**Задание к выполнению**.
Проверьте, согласуются ли с фрагментом о страхе и творчестве три утверждения, и ответьте на каждое «да» или «нет», дословно процитировав решающие слова фрагмента.
1. Кошмаром юности во фрагменте названа бездна пространства, времени и материи.
2. Смена миросозерцания, согласно фрагменту, решает загадку бездны.
3. Верующие, по фрагменту, боятся бессмыслицы, в которой растворяется личность.

**Текстовый фрагмент**.
################

Прыгнула в воду лягушка.
Всплеск в тишине.
До того как я научился читать книгу гор и вод, моим молитвенником была поэзия, и подлинные отношения с людьми складывались при чтении стихов (Тютчев, Блок, Мандельштам, Цветаева, Рильке), — слушая ноктюрны Шопена и фуги Баха или стоя перед «Чайками над Темзой» Клода Моне.
Очень трудно сказать, где проходит грань между «забвением печальной смерти» и осознанным парением над страхом. Но и в свободном полете над страхом есть страх. Что-то самое страшное всегда есть. Я даже думаю, что без этого самого страшного, без вызова тьмы не было бы радости духовного взлета, радости творчества. Я иногда представляю себе приближение к Богу как вечное сжигание вечной тьмы. Для меня самое страшное — темная бездна, в которой тонет творчество, тонет, не оставляя следа. Это был кошмар моей юности — бездна пространства, времени и материи, в которую проваливаются все люди и все культуры. Об этом писали много раз, начиная с Паскаля. Тут загадка, которую нельзя решить умом, и смена миросозерцания ничего не решает. Неверующие боятся (как Левин у Толстого) бессмыслицы, в которой обречена раствориться личность. Верующие боятся антихриста, дьявола, ада.

################

Строки набора данных
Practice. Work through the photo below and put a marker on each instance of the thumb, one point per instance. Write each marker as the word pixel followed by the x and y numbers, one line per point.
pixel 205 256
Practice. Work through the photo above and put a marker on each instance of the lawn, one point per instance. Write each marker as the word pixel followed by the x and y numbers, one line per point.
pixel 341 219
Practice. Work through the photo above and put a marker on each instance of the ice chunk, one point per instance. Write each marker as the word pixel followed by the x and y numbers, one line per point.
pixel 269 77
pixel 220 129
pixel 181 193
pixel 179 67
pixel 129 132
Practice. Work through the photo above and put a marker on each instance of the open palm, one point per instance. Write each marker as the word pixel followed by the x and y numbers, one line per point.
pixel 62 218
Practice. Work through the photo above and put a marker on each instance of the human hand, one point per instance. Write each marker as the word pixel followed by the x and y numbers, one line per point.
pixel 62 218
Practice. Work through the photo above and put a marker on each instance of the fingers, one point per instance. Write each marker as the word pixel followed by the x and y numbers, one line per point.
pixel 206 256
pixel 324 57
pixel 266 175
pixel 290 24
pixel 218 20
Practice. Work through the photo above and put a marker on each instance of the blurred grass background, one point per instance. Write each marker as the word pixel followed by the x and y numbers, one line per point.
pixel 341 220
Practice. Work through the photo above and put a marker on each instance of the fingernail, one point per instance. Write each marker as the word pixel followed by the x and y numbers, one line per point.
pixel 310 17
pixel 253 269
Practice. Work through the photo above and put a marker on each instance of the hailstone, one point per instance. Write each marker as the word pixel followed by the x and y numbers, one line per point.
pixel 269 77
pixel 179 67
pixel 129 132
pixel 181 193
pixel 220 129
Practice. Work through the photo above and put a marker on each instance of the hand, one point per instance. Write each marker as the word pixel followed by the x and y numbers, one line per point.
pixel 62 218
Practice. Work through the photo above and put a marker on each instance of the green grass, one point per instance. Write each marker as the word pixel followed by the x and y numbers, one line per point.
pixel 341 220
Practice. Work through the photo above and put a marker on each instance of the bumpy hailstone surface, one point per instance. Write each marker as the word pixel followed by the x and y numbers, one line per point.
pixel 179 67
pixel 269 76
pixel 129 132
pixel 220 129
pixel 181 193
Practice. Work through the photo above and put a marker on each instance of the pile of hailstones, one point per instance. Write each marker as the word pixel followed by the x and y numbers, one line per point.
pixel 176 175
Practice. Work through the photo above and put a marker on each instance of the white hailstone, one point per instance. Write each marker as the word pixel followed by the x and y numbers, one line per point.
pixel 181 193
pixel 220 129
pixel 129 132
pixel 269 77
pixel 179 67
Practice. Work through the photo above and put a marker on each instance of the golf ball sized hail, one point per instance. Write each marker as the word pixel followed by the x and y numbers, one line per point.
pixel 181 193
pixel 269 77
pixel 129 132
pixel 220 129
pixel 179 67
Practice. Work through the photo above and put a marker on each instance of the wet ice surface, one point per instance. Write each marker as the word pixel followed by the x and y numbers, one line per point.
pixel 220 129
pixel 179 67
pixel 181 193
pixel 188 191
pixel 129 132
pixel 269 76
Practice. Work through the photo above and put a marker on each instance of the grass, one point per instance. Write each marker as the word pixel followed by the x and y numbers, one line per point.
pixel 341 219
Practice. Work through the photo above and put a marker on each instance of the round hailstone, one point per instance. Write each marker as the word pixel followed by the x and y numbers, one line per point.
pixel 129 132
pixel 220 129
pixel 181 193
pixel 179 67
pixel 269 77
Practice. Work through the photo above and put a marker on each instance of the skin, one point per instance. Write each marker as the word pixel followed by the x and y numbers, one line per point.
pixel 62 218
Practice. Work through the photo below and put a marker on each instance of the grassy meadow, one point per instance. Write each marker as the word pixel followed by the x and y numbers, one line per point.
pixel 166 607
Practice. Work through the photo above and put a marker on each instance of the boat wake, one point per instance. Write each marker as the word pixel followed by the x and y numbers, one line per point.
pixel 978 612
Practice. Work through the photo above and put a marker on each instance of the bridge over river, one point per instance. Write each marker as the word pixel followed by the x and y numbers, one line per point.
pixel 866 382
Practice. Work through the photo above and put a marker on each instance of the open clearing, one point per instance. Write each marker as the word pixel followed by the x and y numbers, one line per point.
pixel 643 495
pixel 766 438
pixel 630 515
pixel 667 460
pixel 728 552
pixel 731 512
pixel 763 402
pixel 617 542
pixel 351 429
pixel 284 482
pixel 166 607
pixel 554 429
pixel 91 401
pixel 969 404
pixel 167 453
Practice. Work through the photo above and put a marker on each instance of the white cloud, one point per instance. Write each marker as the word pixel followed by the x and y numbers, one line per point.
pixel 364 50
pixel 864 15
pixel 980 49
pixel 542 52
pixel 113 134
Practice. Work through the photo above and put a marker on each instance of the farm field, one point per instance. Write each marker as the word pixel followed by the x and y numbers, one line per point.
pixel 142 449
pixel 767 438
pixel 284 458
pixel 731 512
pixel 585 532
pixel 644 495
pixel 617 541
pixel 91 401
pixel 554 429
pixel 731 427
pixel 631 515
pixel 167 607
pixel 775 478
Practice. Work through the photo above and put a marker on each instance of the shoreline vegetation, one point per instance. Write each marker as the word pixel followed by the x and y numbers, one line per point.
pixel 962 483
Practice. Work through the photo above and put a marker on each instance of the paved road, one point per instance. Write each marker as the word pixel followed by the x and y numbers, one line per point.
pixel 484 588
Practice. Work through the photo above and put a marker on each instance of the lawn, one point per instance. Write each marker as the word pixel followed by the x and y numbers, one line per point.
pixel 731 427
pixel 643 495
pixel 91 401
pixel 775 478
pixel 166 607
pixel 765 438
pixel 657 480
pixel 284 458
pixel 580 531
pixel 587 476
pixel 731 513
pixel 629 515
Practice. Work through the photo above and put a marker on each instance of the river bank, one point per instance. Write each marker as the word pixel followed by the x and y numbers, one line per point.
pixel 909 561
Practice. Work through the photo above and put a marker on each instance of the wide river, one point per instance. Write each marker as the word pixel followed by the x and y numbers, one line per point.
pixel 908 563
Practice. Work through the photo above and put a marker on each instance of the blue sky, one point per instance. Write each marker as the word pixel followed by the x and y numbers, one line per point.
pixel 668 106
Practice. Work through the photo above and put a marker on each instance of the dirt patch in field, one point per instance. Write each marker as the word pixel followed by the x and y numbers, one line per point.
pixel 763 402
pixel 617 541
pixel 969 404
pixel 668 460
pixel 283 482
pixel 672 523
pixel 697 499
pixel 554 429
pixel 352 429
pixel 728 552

################

**Письменный ответ**.
1. Да: «Это был кошмар моей юности — бездна пространства, времени и материи».
2. Нет: «смена миросозерцания ничего не решает».
3. Нет: «Верующие боятся антихриста, дьявола, ада».